AUFGABE 1:
Gib aus dem Text über Berlin im Baurausch den Abschnitt von "Wachsende Neubauten" bis einschließlich "Narben im Stadtbild." wortgetreu wieder.

TEXTBLOCK:
:::

BERLIN BABYLON

Wachsende Neubauten

Eine Dokumentation über Berlin im Baurausch

Die Wunden der deutschen Geschichte sind in Berlin nach dem Krieg nur unvollständig verheilt. Die Mauer zerteilte die Stadt in zwei ungleiche Hälften. Überwucherte Gleisanlagen, verfallene Hinterhöfe und zugige Freiflächen präsentierten sich sektorenübergreifend als unübersehbare Narben im Stadtbild.
Dann kam 1989. Mit dem Fall der Mauer versuchten sich die beiden Stadthälften vertragsgemäß zu vereinigen. Bauboom und Hauptstadtwahn verwandelten Berlin in eine unübersichtliche Gruben- und Kranlandschaft, und die symbolträchtige Mitte wurde zum umkämpften Terrain für Architekten, Städteplaner und parteipolitische Profilneurosen.

:::

BEREITGESTELLTE EINTRÄGE:
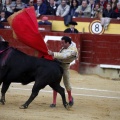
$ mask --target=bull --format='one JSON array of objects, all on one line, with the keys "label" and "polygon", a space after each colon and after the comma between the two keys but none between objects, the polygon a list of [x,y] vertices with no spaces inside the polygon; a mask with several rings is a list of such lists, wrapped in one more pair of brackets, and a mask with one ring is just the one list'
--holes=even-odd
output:
[{"label": "bull", "polygon": [[0,41],[0,103],[5,104],[5,94],[12,82],[27,85],[34,81],[29,99],[20,106],[21,109],[28,108],[39,91],[46,85],[57,91],[63,105],[69,109],[66,102],[65,90],[60,86],[63,69],[60,63],[27,55],[14,47],[10,47],[7,41]]}]

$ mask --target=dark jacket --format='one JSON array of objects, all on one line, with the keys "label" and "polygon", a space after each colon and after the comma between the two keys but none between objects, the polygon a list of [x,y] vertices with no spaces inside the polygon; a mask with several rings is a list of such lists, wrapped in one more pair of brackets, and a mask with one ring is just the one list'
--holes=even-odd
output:
[{"label": "dark jacket", "polygon": [[56,15],[56,10],[57,10],[58,5],[51,6],[48,4],[47,6],[47,15]]},{"label": "dark jacket", "polygon": [[77,29],[74,29],[74,32],[73,32],[70,28],[67,28],[64,30],[64,33],[79,33],[79,31]]},{"label": "dark jacket", "polygon": [[114,18],[120,17],[120,10],[118,8],[115,9],[114,11]]}]

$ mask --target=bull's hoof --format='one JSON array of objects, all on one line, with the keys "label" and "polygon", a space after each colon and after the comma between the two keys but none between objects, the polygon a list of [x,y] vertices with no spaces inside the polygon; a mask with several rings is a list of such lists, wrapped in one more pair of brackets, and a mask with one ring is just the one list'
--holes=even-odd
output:
[{"label": "bull's hoof", "polygon": [[68,103],[66,103],[66,104],[64,105],[64,107],[65,107],[67,110],[70,110],[70,106],[69,106]]},{"label": "bull's hoof", "polygon": [[27,109],[28,106],[27,106],[27,105],[21,105],[19,108],[20,108],[20,109]]},{"label": "bull's hoof", "polygon": [[5,105],[5,100],[0,100],[0,103],[2,104],[2,105]]},{"label": "bull's hoof", "polygon": [[54,108],[54,107],[56,107],[56,104],[51,104],[50,107]]}]

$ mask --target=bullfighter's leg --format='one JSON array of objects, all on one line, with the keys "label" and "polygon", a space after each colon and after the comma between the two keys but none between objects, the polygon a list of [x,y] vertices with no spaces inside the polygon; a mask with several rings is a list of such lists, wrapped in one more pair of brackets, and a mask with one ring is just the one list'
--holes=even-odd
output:
[{"label": "bullfighter's leg", "polygon": [[69,105],[66,102],[65,89],[63,87],[61,87],[60,84],[57,84],[57,83],[54,85],[53,84],[50,85],[50,87],[52,87],[53,90],[55,90],[56,92],[58,92],[61,95],[64,107],[66,109],[69,109]]},{"label": "bullfighter's leg", "polygon": [[32,93],[29,97],[29,99],[25,102],[25,104],[20,106],[20,109],[26,109],[28,108],[29,104],[35,99],[35,97],[38,95],[39,90],[43,89],[46,86],[45,83],[38,83],[35,82],[33,89],[32,89]]},{"label": "bullfighter's leg", "polygon": [[3,84],[2,84],[0,102],[1,102],[3,105],[5,104],[5,93],[7,92],[9,86],[10,86],[10,83],[5,83],[5,82],[3,82]]}]

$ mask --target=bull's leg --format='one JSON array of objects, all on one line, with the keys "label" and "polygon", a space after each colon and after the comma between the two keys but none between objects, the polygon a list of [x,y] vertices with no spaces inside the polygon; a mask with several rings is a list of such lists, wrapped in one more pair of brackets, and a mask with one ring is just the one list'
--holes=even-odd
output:
[{"label": "bull's leg", "polygon": [[5,93],[7,92],[9,86],[10,86],[10,83],[4,83],[4,82],[3,82],[3,84],[2,84],[0,102],[1,102],[3,105],[5,104]]},{"label": "bull's leg", "polygon": [[29,104],[35,99],[35,97],[38,95],[39,90],[44,88],[45,84],[40,84],[40,83],[35,83],[32,89],[32,93],[31,96],[29,97],[29,99],[25,102],[25,104],[20,106],[20,109],[26,109],[28,108]]},{"label": "bull's leg", "polygon": [[69,105],[66,102],[65,89],[61,87],[60,84],[50,85],[50,87],[52,87],[56,92],[58,92],[61,95],[64,107],[66,109],[69,109]]}]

:::

AUFGABE 2:
Skaliere bitte nur die Einträge von der Zeile mit "mask --target=bull's leg" bis einschließlich zum Ende der Einträge und gib sie samt den Aufforderungen erneut aus. Dabei wird jede Polygonkoordinate in den Ausgaben mit 0,55 multipliziert und auf eine ganze Zahl gerundet, halbe Werte aufwärts.

VOLLSTÄNDIGE ANTWORT 1:
Wachsende Neubauten

Eine Dokumentation über Berlin im Baurausch

Die Wunden der deutschen Geschichte sind in Berlin nach dem Krieg nur unvollständig verheilt. Die Mauer zerteilte die Stadt in zwei ungleiche Hälften. Überwucherte Gleisanlagen, verfallene Hinterhöfe und zugige Freiflächen präsentierten sich sektorenübergreifend als unübersehbare Narben im Stadtbild.

VOLLSTÄNDIGE ANTWORT 2:
$ mask --target=bull's leg --format='one JSON array of objects, all on one line, with the keys "label" and "polygon", a space after each colon and after the comma between the two keys but none between objects, the polygon a list of [x,y] vertices with no spaces inside the polygon; a mask with several rings is a list of such lists, wrapped in one more pair of brackets, and a mask with one ring is just the one list'
--holes=even-odd
output:
[{"label": "bull's leg", "polygon": [[3,51],[4,51],[5,47],[6,47],[6,46],[2,46],[2,45],[2,45],[2,46],[1,46],[0,56],[1,56],[2,58],[3,57]]},{"label": "bull's leg", "polygon": [[16,57],[19,54],[19,53],[21,52],[21,50],[24,48],[25,46],[22,46],[22,46],[19,46],[18,49],[18,51],[17,53],[16,53],[16,54],[14,56],[14,57],[11,58],[11,60],[14,60],[15,59]]},{"label": "bull's leg", "polygon": [[38,58],[36,56],[36,49],[34,48],[33,46],[28,47],[28,48],[29,48],[31,51],[32,51],[34,52],[35,59],[36,60],[38,60]]}]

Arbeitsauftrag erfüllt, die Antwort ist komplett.